Segment Open

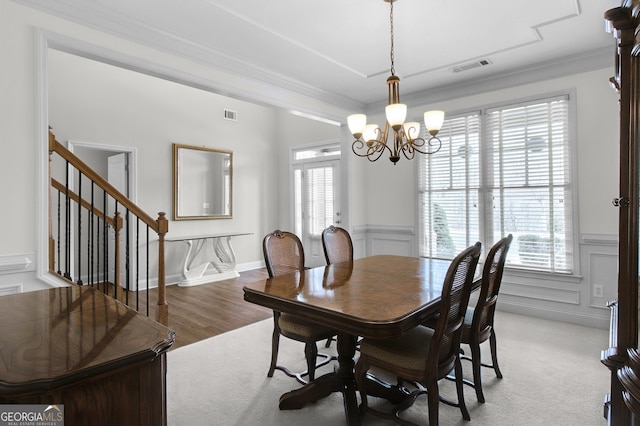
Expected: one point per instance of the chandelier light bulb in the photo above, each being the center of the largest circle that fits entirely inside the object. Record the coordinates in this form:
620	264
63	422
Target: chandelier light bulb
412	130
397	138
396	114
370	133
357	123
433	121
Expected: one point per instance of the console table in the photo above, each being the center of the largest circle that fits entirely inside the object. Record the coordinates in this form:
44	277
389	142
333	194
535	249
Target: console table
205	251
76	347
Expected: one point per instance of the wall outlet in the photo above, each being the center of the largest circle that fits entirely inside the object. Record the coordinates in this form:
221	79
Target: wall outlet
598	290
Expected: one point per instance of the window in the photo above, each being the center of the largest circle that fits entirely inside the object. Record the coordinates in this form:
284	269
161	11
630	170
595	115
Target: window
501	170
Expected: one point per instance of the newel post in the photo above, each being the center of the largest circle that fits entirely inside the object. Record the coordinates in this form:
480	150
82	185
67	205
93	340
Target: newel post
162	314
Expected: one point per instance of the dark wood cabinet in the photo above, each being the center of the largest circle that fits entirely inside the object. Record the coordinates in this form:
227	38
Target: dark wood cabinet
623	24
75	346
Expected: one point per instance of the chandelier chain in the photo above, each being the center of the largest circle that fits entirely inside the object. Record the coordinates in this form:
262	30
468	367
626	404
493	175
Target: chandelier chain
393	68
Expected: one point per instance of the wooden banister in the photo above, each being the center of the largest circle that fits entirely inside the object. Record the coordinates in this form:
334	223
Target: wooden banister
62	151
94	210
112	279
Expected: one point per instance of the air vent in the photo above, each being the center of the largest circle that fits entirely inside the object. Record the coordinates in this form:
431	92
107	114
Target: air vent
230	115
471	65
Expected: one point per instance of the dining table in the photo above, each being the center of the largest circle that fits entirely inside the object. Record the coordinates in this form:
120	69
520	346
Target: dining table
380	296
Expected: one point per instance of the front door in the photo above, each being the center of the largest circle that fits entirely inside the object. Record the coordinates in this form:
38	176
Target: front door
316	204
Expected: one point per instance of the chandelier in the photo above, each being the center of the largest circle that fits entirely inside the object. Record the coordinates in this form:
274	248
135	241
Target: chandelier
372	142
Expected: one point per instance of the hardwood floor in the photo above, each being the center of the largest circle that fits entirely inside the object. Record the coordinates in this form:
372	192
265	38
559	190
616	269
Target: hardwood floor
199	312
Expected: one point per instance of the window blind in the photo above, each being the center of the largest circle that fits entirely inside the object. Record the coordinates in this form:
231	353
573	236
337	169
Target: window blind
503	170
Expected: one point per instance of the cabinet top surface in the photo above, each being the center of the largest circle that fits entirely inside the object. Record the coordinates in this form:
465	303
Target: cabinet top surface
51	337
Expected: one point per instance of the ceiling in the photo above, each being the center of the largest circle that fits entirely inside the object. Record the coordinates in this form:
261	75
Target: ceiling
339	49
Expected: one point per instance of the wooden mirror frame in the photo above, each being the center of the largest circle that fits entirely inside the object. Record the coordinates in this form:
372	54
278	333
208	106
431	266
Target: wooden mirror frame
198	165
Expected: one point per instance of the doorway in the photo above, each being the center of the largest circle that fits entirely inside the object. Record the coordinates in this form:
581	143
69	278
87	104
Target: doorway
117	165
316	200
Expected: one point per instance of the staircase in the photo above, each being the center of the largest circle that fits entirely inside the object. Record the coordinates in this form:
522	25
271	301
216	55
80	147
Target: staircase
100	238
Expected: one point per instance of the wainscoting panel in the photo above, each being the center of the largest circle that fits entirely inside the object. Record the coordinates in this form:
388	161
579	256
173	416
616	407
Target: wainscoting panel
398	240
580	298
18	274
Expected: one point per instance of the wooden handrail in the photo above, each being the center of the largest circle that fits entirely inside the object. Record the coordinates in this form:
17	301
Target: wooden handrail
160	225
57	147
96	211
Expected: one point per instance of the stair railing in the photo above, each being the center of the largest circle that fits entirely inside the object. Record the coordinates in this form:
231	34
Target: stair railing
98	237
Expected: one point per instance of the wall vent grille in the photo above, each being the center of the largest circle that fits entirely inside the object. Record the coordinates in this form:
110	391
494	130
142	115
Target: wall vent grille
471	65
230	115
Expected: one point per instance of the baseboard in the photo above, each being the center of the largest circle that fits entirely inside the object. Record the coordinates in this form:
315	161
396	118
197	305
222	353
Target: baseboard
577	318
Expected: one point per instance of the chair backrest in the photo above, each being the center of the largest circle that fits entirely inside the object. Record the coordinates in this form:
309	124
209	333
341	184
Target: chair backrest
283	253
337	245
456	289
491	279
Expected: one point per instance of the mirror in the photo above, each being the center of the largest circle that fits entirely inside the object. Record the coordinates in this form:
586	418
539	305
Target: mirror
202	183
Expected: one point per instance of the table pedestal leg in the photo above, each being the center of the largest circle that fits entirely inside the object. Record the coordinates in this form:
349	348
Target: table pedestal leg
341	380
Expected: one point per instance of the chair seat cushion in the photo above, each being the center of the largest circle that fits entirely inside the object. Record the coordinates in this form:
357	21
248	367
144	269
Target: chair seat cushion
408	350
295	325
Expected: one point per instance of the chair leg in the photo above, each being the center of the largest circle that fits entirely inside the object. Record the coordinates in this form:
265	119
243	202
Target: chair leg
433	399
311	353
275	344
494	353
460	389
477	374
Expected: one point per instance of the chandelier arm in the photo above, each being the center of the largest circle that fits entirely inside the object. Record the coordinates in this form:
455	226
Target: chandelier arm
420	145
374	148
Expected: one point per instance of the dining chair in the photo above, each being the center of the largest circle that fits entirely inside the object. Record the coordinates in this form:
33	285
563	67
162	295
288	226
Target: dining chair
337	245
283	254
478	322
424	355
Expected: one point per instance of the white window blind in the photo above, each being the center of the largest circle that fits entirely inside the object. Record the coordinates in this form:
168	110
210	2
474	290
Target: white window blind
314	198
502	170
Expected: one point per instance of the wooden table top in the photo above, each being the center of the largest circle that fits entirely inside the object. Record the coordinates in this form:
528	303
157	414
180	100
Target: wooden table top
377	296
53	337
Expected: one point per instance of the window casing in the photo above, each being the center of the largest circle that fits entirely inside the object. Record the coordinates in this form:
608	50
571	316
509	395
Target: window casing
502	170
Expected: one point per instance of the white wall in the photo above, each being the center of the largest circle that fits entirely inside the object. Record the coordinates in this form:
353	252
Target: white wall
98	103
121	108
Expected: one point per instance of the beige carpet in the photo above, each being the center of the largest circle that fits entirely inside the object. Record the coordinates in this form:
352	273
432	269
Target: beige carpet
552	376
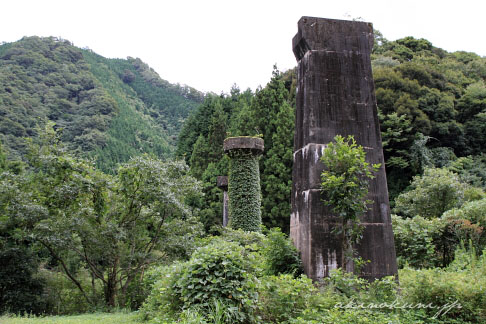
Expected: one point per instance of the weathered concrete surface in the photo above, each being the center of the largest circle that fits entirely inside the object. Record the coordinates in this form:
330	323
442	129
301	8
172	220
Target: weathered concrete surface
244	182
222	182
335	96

Segment Closed

*REQUIRED ACTION*. Output every record above exactly, leaving out the pictures.

*FINISHED EXERCISE*.
Expected: one point per instance of the chandelier light bulb in the photo above, each being the center of the largest circle that fits entirely inside the object. Record the coordinates in this form:
620	264
63	422
Target: chandelier light bulb
412	130
397	138
396	114
370	133
357	123
433	121
Expected: one point per instance of the console table in the photo above, each being the center of the largest circle that fits entirely inside the object. Record the coordinates in this form:
44	277
389	142
333	194
535	249
Target: console table
205	251
76	347
Expected: one point per instance of the wall outlet in the photo above, each being the center of the largest circle that fits entirely inside the object. Record the coordinates in this form:
221	79
Target: wall outlet
598	290
Expected: one point per instance of the window in the photo above, each being the center of the largest circle that fits entirely inside the object. Record the coordinates in this form:
284	269
161	11
630	170
595	115
Target: window
501	170
Expected: one point per instance of the newel post in the photo above, each being the center of the largest circle that fits entirely inside the object. Record the coordinates in this form:
480	150
82	185
67	205
93	340
Target: newel post
162	314
Expected: one point per instance of the dark wood cabinet in the photo above, each being the center of the largest circle that fits entirely inside the object. Record the coordinates in this form:
227	38
Target: dark wood cabinet
623	24
75	346
Expected: one point per instance of the chandelier chain in the photo above, each being the center of the largest circle that fits entirely inside the object. Record the coordinates in this form:
262	30
468	367
626	404
493	175
Target: chandelier chain
393	68
Expected: one point per instance of the wooden banister in the photo above, each being the center of the largest circle that fits entirely inside the object. Record the coordinates in this form:
334	223
Target: wooden banister
62	151
94	210
112	279
Expected: one point per instance of the air vent in the photo above, each being the center of the largest circle that fits entirely inside the object. Record the coordinates in this form:
431	92
107	114
Target: air vent
230	115
471	65
Expected: one point per instance of the dining table in the photo above, each being the center of the largest circle that fits entirely inside the object. Record the coordinates in this form:
120	69
520	346
Target: dining table
380	296
Expected: one point per instance of the front door in the photo above, each being the center of the largest circle that fits entirely inside the object. Record the coordinates in this form:
38	176
Target: front door
316	204
Expected: one point per instance of the chandelier in the photo above, each being the center of the largest circle that fits entirely inside the object. Record the coordinates in this form:
274	248
135	241
Target: chandelier
372	142
Expected: one point per instance of the hardwood floor in the photo above, each being the center of the largest circle that fits entirely inside the object. Record the coordinates in this form:
372	192
265	38
559	190
616	269
Target: hardwood floor
199	312
Expected: one point per instance of the window blind in the photo above, each being the center of the largest circle that fits entirely inside the object. Record the coordinates in this form:
231	353
573	236
337	169
Target: window blind
503	170
Expected: one point per instance of the cabinet top surface in the photo above, each being the center of the largest circle that fits entirely inside the object. Record the coordinates in this form:
465	303
Target: cabinet top surface
51	337
Expected: one point per instance of the ceiling in the photo above, each being the center of the largest circle that fits entirely inside the object. Record the coordinates in this form:
261	75
Target: ceiling
339	49
Expected: one point per instance of the wooden mirror frame in the photo above, each being the center of the largest circle that fits entirely inside the object. Record the coordinates in this form:
372	54
278	333
208	106
431	266
Target: wooden mirror frame
198	165
Expected: one point per instance of the doorway in the photo above, each being the center of the largest circle that fits entirely inside the object. Record the coordinates in this form:
581	143
69	278
87	104
Target: doorway
117	165
316	200
Expected: one point per instance of the staircase in the photo above, each being the center of the largest circle that fits entirely inside the object. Record the coordinates in this form:
522	25
271	301
216	55
80	147
Target: staircase
100	238
Expected: one point per instance of the wainscoting panel in the photo above, each being the center of the largest circle that fits entirely inside the object. Record the coordinates in this form:
388	161
579	256
173	416
616	407
Target: wainscoting panel
398	240
580	298
18	274
Expected: one point per instance of the wooden handrail in the photo above, each being the center of the largest circle that fits entirely inside the object. Record the coordinates in this form:
17	301
Target: wooden handrail
160	225
57	147
96	211
Expected: one point per instance of the stair railing in the photo above, each being the center of the largest circle that fits entirely inside the object. Record the coordinates in this form:
231	34
Target: stair railing
98	237
Expected: one point per instance of the wall vent grille in the photo above, each being the center of the largest circle that fits entirely inside the object. Record the coordinates in this form:
110	391
494	130
142	115
Target: wall vent grille
471	65
230	115
Expected: one point per instance of the baseboard in the photo above, each being the center of the largest circle that fits entirely inside the object. Record the coordinates in this form:
315	161
396	118
197	305
222	353
Target: baseboard
577	318
Expected: one point per instance of the chair backrest in the photo above, each being the center of the largest circle that fits entirely inside the object. Record the coordinates in this form:
309	124
209	333
341	184
Target: chair backrest
283	253
337	245
456	289
491	279
Expected: one point per instance of the mirror in the photo above, each being the center of the largest circle that fits entirely inside the object. Record the coordinates in this form:
586	418
539	305
Target: mirror
202	183
Expected: one point per instance of the table pedestal leg in the photo above, each being the center of the largest circle that fits entirely inside the object. Record the coordinates in this form:
349	348
Target: table pedestal leg
341	380
Expected: one point per instance of the chair seat cushion in the photo above, each being the center of the largest circle that fits entirely inside the object. Record the coordinates in this form:
357	21
248	367
144	269
Target: chair seat cushion
408	350
295	325
Expected: one point per instance of the chair leg in the photo above, each being the center of the largest circle that fits entirely inside the object. Record the coordinates in this form:
265	119
243	202
Target: chair leg
433	399
311	353
275	344
494	353
460	389
477	374
Expected: one point per instance of the chandelier arm in the photo above, each being the center of the largest circle that fits entirely inside the object. Record the coordinates in this form:
455	226
Target: chandelier arm
420	145
374	148
Expected: one point per instance of the dining chair in the photo above, each being the center of the largest circle that fits entirely inside the object. Record the coordinates in this form:
33	285
563	67
162	295
288	226
Target: dining chair
337	245
283	254
478	322
424	355
Expected: one point per instance of the white window blind in the photo above, each being the center of the largest circle that fits entirely inside the object. Record the coordinates in this form:
168	110
210	2
474	290
Target: white window blind
314	198
502	170
Expected: one point per instance of the wooden table top in the photo above, each being the center of the largest circle that fits entirely inside the object. Record the coordinates in this form:
528	303
157	414
180	100
Target: wooden table top
377	296
53	337
Expected: one point per instance of the window casing in the photo above, each being the center of the largest circle that fits entirely inside the object. Record the coordinates in this form:
608	50
571	316
509	395
Target: window casing
502	170
Expected: one point per instance of the white wall in the photo above, each being the center of the largest circle that fits entirely inside the object. Record the coordinates in this form:
353	252
Target: white wall
98	103
121	108
Expected: one point per instance of the beige carpet in the photo above, each being the center of the largest circle that fits entirely inside the object. Record the coordinates in this form:
352	273
432	269
Target: beige carpet
552	376
Expected: one point per instance of the weathered concrete surface in the photo above, each being the center of the largest circle that fits entirely inside the object. Record the coordinates in this form:
330	323
442	129
301	8
172	220
Target: weathered concrete surface
244	182
222	182
335	96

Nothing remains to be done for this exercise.